Reproduce the data in its entirety, exactly as supplied.
— Start —
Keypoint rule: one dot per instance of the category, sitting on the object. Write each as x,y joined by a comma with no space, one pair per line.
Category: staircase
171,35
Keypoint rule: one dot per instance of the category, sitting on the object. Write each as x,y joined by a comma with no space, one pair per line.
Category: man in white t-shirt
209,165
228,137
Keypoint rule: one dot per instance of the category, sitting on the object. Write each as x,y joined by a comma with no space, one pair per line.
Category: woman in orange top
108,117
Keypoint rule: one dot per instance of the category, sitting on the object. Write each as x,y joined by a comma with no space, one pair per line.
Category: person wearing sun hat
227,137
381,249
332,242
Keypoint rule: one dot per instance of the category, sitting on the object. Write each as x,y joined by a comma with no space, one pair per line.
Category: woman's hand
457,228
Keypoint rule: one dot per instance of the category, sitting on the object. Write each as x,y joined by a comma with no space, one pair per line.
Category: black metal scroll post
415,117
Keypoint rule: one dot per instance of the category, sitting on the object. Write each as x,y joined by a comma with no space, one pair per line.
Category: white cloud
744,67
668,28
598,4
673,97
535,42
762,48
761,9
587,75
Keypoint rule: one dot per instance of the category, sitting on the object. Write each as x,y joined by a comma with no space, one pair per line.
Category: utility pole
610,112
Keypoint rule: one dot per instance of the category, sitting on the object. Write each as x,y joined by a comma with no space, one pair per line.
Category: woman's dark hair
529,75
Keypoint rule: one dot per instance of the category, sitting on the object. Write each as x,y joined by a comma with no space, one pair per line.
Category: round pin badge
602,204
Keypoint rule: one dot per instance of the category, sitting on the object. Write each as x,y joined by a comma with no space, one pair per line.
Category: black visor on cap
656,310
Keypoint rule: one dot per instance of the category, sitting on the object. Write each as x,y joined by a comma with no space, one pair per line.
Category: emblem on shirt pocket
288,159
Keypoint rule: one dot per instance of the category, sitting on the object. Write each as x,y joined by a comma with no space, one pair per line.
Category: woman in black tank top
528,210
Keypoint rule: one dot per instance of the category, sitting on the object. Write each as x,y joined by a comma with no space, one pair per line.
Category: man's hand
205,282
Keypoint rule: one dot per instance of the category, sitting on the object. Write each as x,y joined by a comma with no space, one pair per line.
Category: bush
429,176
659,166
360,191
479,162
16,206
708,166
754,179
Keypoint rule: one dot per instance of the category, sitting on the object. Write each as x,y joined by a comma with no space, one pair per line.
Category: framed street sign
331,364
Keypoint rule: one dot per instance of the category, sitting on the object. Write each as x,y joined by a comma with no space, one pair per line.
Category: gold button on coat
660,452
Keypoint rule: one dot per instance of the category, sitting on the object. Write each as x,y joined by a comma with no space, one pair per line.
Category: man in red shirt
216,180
— End —
- Reply:
Keypoint rule: one dot per instance of the category, sitting on the object. Write each as x,y joined by a comma with no space, one pair per line.
Category: staircase
171,35
Keypoint rule: one dot per instance of the category, sitting on the object. Write each as x,y joined by a comma with no space, one pair per line.
Category: man in white t-shirt
209,165
228,137
Keypoint rule: one dot per instance of the category, sitting on the object. Write each as x,y joined by a comma with no space, one pair per line.
Category: woman in orange top
108,117
Keypoint rule: one dot per instance of the category, sitting on the object. Write each as x,y joined by a comma with no space, one pair per line.
Category: person wearing sun hat
227,137
381,249
332,242
Keypoint rule: one dot per instance of the category, sitting on the object. Write each as x,y joined by a comma with no space, one pair per line.
Category: woman's hand
457,228
Keypoint rule: one dot per instance of the category, sitting on the object. Write each as x,y joined by a comma with no space, one pair per line.
Category: black metal scroll post
415,117
Keypoint rule: one dot per instance of the category, sitting on the object. Write each as x,y joined by a comma with no space, one pair per line.
Category: white cloud
744,67
668,28
598,4
673,97
535,42
762,48
761,9
587,75
Keypoint rule: one dot per instance of the category, sitting on the object. Write each as x,y joined by a comma with no space, one pair per line.
Category: utility pole
610,112
Keypoint rule: one dot per instance of the category, sitting on the object. Write each as x,y joined by a comma with no space, one pair per line.
Category: woman's dark hair
529,75
Keypoint rule: one dot per instance of the category, sitting on the object. Write each as x,y joined by a comma with no space, one pair per line.
Category: round pin badge
602,204
Keypoint rule: one dot per instance of the category, sitting on the object. Write each as x,y joined by a comma with no space, one pair per line.
Category: black visor on cap
656,310
Keypoint rule: one dot per instance of the category, sitting on the object. Write each as x,y joined by a comma with no space, one pair per line.
Category: emblem on shirt pocket
288,159
Keypoint rule: one dot per instance of the category, sitting on the object. Write each as x,y joined by a comma with no space, one pair per line.
Category: woman in black tank top
528,210
Keypoint rule: one dot per instance of the category, sitting on the object. Write each as x,y joined by a comma with no space, one pair per line.
Category: man's hand
205,282
Keypoint rule: one dot per instance of the category, sitting on the object. Write each as x,y joined by a comma with no space, one pair per line.
Category: bush
429,176
659,166
360,191
479,162
16,206
708,166
754,179
Keypoint rule: one dot per instance of the category, sitting on the object. Write each as x,y joined by a comma with no space, one pair per line.
Category: framed street sign
331,364
Keypoint rule: one dot per instance of the category, sitting on the object. Write each as x,y joined by a comma with no space, one pair per line.
Category: gold button on coat
660,452
Keypoint rule: one dot per instance of the category, sitting on the object. Write each as x,y joined by a comma with no space, one pair per line.
Category: man in red shirt
216,180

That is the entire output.